Problem A: In the car wash soap review, which two names kept coming back when the reviewers asked around?
Problem B: Duplicate the car wash soap review word for word, from "For at-home washing" up to and including "some clean cars.".
Problem C: Pick up the car wash soap review after its final sentence and write the next part.

Source:
===============

Six cars from dust to sparkles eight times each. We found the brands and their best products, and then we took them straight to testing them out so you can make sure your car is sparkling the next time you need to find a new soap. The shining star? Meguiar’s G7101FFP Gold Class Car Wash. Nothing else really compared, but we wouldn’t be giving the others a fair shot if we didn’t make sure that you had options for the best car wash soap. We can’t say it was the most fun we’ve ever had testing products for you guys, but some of our reviewers became lifelong converts by the time we were done.
For at-home washing by hand, we couldn’t find any solution which touched it. It cut through mud, dust, and bird droppings with equal ease. The concentrate is extremely strong as well, but if you’re a fan of power washers you’ll want something else.
Table of Contents
How We Selected Products
For these car wash soaps we went with a careful mix of people. Auto-detailers were called, car enthusiasts, and just people who we knew had some clean cars.
The two names that kept coming back were Meguiar’s Gold Class and ONR.
We then spent a little bit of time looking over the various other options which were available online, going mostly off of the reviews and looking around automobile forums.
We ended up with eight different products and picked the top five based on how well they cleaned and their prices compared to the others which were on the list. We put all of them through a pretty strenuous test as well.
How We Tested The Car Wash Soaps
We had our reviewers let their cars go for a bit in between washes. While this wasn’t an issue in some cases, it took some convincing in other cases.
The idea was to get as much dust and mud on the cars as possible and see how the differing car wash soaps fared over a couple of washes. We tried to convince as many people as possible to let bird droppings get on their car as well, since they’re the third most common stain in our experience, but that one didn’t go over too well with the real car enthusiasts.
Afterwards, each reviewer tested out the soap three times. It took us a couple of months but we managed to get all the data together.

===============

Supplied material:
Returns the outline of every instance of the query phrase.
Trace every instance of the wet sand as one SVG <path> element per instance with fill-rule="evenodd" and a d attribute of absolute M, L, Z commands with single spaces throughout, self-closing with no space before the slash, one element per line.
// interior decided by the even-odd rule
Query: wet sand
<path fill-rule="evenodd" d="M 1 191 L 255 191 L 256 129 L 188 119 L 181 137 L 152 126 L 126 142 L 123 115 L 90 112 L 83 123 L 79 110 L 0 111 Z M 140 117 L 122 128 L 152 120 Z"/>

===============

Result A: Meguiar’s Gold Class and ONR.

Result B:
For at-home washing by hand, we couldn’t find any solution which touched it. It cut through mud, dust, and bird droppings with equal ease. The concentrate is extremely strong as well, but if you’re a fan of power washers you’ll want something else.
Table of Contents
How We Selected Products
For these car wash soaps we went with a careful mix of people. Auto-detailers were called, car enthusiasts, and just people who we knew had some clean cars.

Result C:
ONR actually came out on top. The problem is that it was roughly twice the price of our favorite and we quickly found that it took a lot of rags in order to make it work without scratching.
We can see why the professionals recommended it: the unique blend does an amazing job at cleaning. It also requires a lot of care when being used. Fortunately for a couple of our reviewers we were testing out scratch removers at around the same time. Sorry guys!
Meanwhile Meguiar’s Gold Class Car Wash ended up being a lot easier to use and made a frothy mess that left the cars squeaky clean.
These two were both in a class of their own, but we found enough cool qualities in three of the others for them to make this guide.
In addition to just using the soaps to wash the cars, we also tested out a few other qualities.
The main thing that we wanted to take a look at was storage. Concentrated car soap can last for a long time, but we needed to see if extreme conditions would take it out so we sent a bottle of each of the top five to a reviewer in Arizona and one to Oregon to see how things fared.
Only the Mother’s product seemed to be worse for the wear in typical garage temperatures in those areas.
We also tried them with power washers, even the ones which weren’t recommended to be used that way, to see if they’d gum things up or cause other issues for those who wanted to get a cleaning as quickly as possible.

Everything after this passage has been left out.